Much has been made about the recent action in the bond market. Yields have fallen to unheard of levels. The inflationistas and curve steepener traders are bewildered. It’s clear that bond investors are expecting very low inflation in the coming decade, but some fear it is portending far worse. Famed bond guru Bill Gross is worried about the action in the bond markets – so much so that he says the current environment is pricing in a depression. The Cleveland Fed recently released a note on the predictive nature of the yield curve. Their conclusions – a slowdown is on the horizon, but no double dip will follow:
“Since last month, the three-month rate has dropped to 0.09 per cent (for the week ending June 18) from May’s 0.17, and this also comes in below April’s 0.16 per cent. The 10-year rate dropped to 3.26 per cent from May’s 3.33 per cent, also down from April’s 3.85 per cent. The slope increased a mere 1 basis point to 317 basis points, up from May’s 316 basis points, but still below April’s 369 basis points.”
“Projecting forward using past values of the spread and GDP growth suggests that real GDP will grow at about a 1.00 per cent rate over the next year, just up from May’s prediction of 0.98 per cent. Although the time horizons do not match exactly, this comes in on the more pessimistic side of other forecasts, although, like them, it does show moderate growth for the year.”
“the expected chance of the economy being in a recession next June rises to 12.4 per cent, up from May’s 9.9 per cent and April’s 7.1 per cent, despite the slight rise in the spread. Recent data has shifted the predicted value upward, though it still remains low.”
So, very slow growth, but no double dip. Of course, this is all assuming the recession actually ended which I think is absolute nonsense. This is and remains a consumer driven balance sheet recession. The reason policymakers have failed to solve the problems on Main Street is because they have failed to properly diagnose this as a problem rooted on Main Street.

To do
Continue the commentary on falling bond yields and the yield curve, starting after its final sentence. The data that comes next is from a separate source.

Dataset

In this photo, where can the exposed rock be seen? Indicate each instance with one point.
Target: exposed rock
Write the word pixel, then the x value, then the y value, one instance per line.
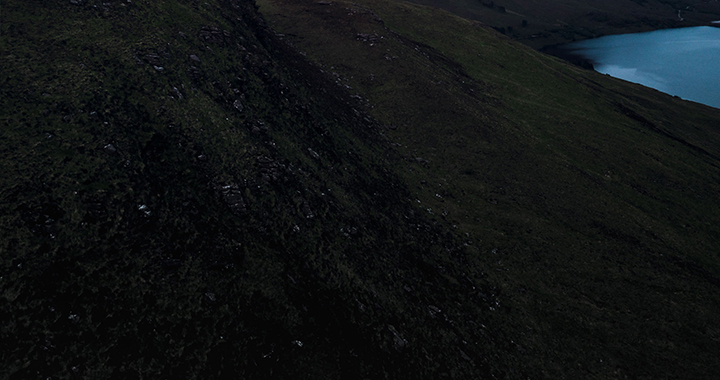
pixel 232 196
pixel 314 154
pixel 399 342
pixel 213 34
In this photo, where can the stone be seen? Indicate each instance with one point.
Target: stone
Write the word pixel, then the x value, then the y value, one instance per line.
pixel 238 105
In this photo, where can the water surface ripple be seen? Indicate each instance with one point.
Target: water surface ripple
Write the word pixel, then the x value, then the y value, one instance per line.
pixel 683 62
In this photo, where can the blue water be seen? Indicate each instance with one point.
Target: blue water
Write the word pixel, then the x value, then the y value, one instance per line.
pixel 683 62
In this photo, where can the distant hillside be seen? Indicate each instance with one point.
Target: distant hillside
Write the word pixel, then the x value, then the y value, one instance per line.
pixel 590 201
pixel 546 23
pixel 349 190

* * *

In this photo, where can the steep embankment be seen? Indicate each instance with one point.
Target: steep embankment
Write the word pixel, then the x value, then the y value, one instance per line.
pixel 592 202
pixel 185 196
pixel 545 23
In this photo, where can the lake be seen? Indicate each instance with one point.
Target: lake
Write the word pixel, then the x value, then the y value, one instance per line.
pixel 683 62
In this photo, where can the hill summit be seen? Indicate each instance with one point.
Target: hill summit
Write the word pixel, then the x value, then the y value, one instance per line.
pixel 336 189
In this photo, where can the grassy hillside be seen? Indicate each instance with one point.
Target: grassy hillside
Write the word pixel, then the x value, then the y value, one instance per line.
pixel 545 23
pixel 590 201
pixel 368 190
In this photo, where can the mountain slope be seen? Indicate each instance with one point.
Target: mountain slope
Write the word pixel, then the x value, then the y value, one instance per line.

Output of the task
As for the predictive nature of the yield – I think we have to seriously wonder if this time isn’t different. Monetary policy has proven to be an unreliable response in the current recession. Why? Because this truly is a different kind of recession. This isn’t your typical cyclical slowdown. This is a secular systemic collapse.
Ben’s response was a sickening form of trickle down whereby he saved the banks and assumed that he could save the system from the top down. It’s the classic monetarist gaffe of trying to sell more apples by stocking the shelves with even more apples. Of course, banks are never reserve constrained which is why, in large part, saving the banks was a failed strategy from the very beginning.
For now, I am more inclined to agree with the Paul Krugman’s of the world – that the risks lie to the downside. The only thing the yield curve is predicting for now is that deflation is retaking its grip on global markets. If we let it sink its teeth into us we risk not only a double dip, but perhaps something worse. Unfortunately, policymakers and Central Bankers are uncomfortable playing the role of risk manager. They prefer the scientific method which has failed them time and time again. This it appears, is not different this time.